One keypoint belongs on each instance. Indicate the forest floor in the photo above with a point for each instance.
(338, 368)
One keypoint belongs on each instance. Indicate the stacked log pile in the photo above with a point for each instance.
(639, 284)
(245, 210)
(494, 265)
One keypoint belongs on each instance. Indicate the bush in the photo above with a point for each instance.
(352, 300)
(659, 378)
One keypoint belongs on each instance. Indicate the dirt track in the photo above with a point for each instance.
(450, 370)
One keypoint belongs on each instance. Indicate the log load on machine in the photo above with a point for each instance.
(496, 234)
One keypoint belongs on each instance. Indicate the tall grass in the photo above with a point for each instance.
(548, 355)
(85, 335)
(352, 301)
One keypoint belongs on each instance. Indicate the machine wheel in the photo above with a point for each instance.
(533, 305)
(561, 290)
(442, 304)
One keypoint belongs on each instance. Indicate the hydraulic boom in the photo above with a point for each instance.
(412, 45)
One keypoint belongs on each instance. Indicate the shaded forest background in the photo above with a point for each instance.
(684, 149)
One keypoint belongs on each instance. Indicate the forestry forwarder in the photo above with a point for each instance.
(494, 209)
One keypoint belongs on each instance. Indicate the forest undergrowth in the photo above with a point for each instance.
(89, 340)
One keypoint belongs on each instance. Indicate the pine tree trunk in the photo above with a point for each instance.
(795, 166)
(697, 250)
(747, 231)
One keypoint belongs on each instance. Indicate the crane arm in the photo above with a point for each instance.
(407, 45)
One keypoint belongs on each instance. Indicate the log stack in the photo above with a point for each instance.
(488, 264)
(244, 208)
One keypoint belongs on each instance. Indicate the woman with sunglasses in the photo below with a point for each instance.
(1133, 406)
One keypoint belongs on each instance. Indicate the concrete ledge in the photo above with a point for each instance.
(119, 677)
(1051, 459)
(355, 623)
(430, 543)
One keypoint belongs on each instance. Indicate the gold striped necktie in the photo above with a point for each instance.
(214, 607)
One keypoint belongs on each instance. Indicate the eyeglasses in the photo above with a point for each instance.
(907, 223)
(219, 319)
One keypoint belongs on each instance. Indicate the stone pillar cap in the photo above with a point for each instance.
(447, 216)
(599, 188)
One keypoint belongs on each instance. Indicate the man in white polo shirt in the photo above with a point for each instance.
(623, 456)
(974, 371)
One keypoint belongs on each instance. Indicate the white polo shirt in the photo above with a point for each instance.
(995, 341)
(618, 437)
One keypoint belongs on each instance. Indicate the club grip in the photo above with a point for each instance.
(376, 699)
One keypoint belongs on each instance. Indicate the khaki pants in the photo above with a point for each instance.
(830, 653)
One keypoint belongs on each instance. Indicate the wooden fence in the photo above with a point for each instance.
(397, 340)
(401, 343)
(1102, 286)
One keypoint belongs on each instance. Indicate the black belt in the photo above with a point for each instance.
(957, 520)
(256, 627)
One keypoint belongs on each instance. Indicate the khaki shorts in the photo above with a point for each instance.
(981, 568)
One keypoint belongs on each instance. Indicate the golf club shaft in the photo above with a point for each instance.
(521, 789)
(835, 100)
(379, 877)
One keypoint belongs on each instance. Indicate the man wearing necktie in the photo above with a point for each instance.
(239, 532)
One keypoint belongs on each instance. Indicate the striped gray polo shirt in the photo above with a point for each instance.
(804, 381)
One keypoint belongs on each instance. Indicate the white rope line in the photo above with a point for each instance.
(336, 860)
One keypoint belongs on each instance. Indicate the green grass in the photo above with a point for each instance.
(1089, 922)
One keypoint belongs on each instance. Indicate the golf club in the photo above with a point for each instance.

::::

▶ [Instructions for the task]
Write out the records again so that each line matches the original exactly.

▶ [Solution to the exercise]
One keypoint belongs on each instance. Indicate the forest floor in the photo above with a point for each instance.
(338, 368)
One keypoint belongs on each instance. Indicate the stacked log pile in the photo above with a point for each instance.
(639, 284)
(245, 210)
(494, 265)
One keypoint belongs on each instance. Indicate the bush in the photo above with a point for each instance.
(352, 300)
(659, 378)
One keypoint belongs on each instance. Indicate the dirt track in the photo above with a point for each instance.
(450, 370)
One keypoint belongs on each instance. Indicate the log load on machine in the photo above with a point for each instance.
(496, 234)
One keypoint belongs on each instance. Indicate the tall grass in the photo above with a point for each instance.
(548, 355)
(85, 335)
(352, 301)
One keypoint belongs on each instance. Indicate the machine wheel in the photo above with a point for each instance.
(533, 305)
(561, 290)
(442, 304)
One keypoint belongs on each instance. Indicate the hydraulic boom in the photo above with a point for each instance.
(412, 45)
One keypoint belongs on each instance. Indicate the shaded forest background in the photo above with a point for each instance.
(684, 149)
One keypoint belongs on each instance. Indicate the forestry forwarder in the photo above with a point for each instance.
(494, 209)
One keypoint belongs on each instance. Indicate the forest undergrowth in the photo above with a point for each instance.
(89, 340)
One keypoint belongs on each instance. Indicate the pine tree trunk in the photo above with a point for each instance.
(795, 166)
(697, 250)
(747, 231)
One keypoint belongs on each instance. Indicate the crane arm in the photo above with a point for each instance.
(407, 45)
One keypoint belongs on each instance. Indicate the log stack in the photo above with a point for each instance.
(488, 264)
(244, 208)
One keypoint belongs on each instance. Indicate the woman with sunglasses in the photo below with a point for each instance.
(1133, 406)
One keypoint belongs on each instance. Indicate the concrete ledge in the photo above with a point for each instance.
(119, 677)
(1051, 459)
(355, 623)
(430, 543)
One keypoint belongs on each instance. Indicate the gold striped necktie in the photo above with a point for each instance.
(214, 607)
One keypoint belongs on each instance. Indicate the eyeglasses in the photo above with a point for each instance.
(907, 223)
(219, 319)
One keypoint belongs on each instance. Indicate the stone pillar cap in the photo above with a point for each instance.
(447, 216)
(599, 188)
One keypoint belongs on each instance. Indicate the man in white polo shirt in the photo above with a point for each instance.
(623, 456)
(974, 371)
One keypoint belongs on each instance. Indicate the white polo shirt in the photo above with a point for each instance.
(995, 341)
(618, 437)
One keypoint belongs on each instance. Indicate the club grip in the photo above with a point for each instance.
(376, 699)
One keypoint belongs on each instance. Indicate the khaki pants in the photo above with a point for each instance.
(830, 653)
One keypoint belongs on each instance. Indicate the wooden fence in the photo above with a point for each instance.
(397, 340)
(401, 343)
(1102, 286)
One keypoint belongs on each instance. Indicate the black belt in the photo above with a point for each instance.
(957, 520)
(256, 627)
One keypoint belongs on each instance. Indicate the khaki shorts in the photo above with a point for each instance.
(981, 568)
One keypoint belongs on each instance. Indicate the golf club shaft in the photo above with a point for each instance.
(521, 789)
(835, 100)
(379, 877)
One keypoint belongs on each instance. Indicate the man wearing necktie in the photo above with a point for each instance.
(239, 532)
One keypoint belongs on each instance. Indicate the striped gray polo shirt in the photo above with a point for each instance.
(804, 381)
One keypoint belongs on each instance. Indicate the white rope line in the photo above with a point for each instance.
(336, 860)
One keypoint belongs on each instance. Indicate the green grass in the photo above with a point for each instance.
(1089, 922)
One keypoint belongs on each instance. Indicate the golf club in the photo above with a point for each instance.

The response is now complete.